Work to do: Swap "detect" for "locate" throughout the stretch from the first of the lines below through the line containing "[76,258,378,425]", and give back only that stretch with nothing else changed.

Given data:
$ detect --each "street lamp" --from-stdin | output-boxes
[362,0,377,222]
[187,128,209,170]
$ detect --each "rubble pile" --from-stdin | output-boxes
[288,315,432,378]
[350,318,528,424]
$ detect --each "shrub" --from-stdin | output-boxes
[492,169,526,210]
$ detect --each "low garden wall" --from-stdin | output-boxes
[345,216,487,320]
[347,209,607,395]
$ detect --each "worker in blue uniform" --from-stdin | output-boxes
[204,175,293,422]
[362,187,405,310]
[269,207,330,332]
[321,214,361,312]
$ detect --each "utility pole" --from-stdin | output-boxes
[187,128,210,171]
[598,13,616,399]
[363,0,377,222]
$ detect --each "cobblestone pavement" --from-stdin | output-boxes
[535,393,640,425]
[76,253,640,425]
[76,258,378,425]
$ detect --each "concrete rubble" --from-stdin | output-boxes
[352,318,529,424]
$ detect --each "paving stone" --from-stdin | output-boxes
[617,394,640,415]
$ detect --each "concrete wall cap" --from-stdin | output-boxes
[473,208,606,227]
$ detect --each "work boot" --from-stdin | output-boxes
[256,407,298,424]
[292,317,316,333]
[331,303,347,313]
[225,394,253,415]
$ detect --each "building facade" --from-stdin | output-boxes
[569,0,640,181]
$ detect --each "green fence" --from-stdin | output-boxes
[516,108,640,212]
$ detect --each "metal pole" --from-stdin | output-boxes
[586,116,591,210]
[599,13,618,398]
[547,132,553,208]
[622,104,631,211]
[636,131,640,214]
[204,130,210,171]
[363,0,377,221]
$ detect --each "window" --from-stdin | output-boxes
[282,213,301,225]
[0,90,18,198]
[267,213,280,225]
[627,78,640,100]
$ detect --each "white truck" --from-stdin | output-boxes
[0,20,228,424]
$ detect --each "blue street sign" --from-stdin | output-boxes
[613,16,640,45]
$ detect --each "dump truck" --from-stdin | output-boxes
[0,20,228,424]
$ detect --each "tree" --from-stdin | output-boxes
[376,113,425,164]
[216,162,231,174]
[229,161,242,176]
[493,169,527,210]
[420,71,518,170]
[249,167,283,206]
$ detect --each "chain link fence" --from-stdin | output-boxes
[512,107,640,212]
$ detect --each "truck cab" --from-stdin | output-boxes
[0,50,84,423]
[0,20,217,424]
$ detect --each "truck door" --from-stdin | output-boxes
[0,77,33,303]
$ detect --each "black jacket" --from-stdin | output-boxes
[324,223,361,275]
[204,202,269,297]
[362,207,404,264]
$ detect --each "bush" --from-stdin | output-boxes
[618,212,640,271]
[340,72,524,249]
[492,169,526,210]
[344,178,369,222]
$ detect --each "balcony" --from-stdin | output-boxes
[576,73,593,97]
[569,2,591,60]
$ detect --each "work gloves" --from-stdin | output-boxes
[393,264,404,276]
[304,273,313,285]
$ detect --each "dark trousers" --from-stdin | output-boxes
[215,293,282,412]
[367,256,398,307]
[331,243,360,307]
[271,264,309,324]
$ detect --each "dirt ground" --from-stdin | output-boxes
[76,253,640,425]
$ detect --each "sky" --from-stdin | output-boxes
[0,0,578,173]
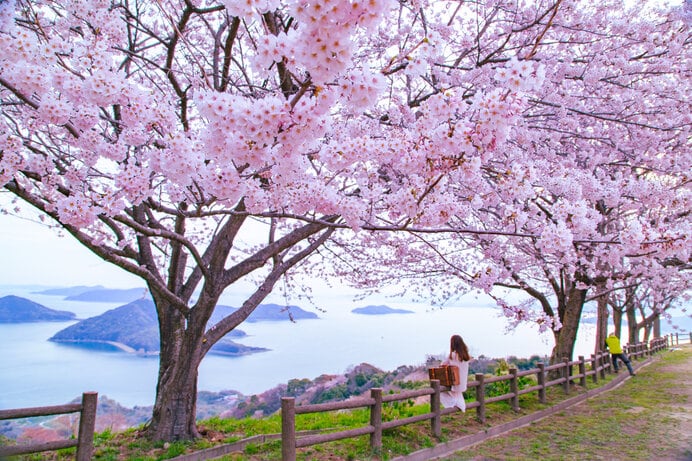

Result below:
$ locate --each "street lamp" --from-stdin | output-boxes
[362,0,377,222]
[187,128,209,170]
$ locate --each "rubble pile" --from-stdin | output-boxes
[288,315,432,378]
[350,318,528,424]
$ locate --each "shrub" --from-stdin | output-boxes
[492,169,526,210]
$ locate --each "low garden wall" --from-stdin | output-boxes
[345,216,487,320]
[347,209,607,395]
$ locate --each "worker in blue uniform" --from-stdin | output-boxes
[204,175,293,422]
[362,187,405,310]
[269,207,330,332]
[321,214,361,312]
$ locate --each "utility pole" --from-stdin | output-boxes
[187,128,210,171]
[598,13,616,399]
[363,0,377,222]
$ locate --each "cobblestone pavement" --from-stdin | output-boxes
[535,393,640,425]
[76,253,640,425]
[76,258,378,425]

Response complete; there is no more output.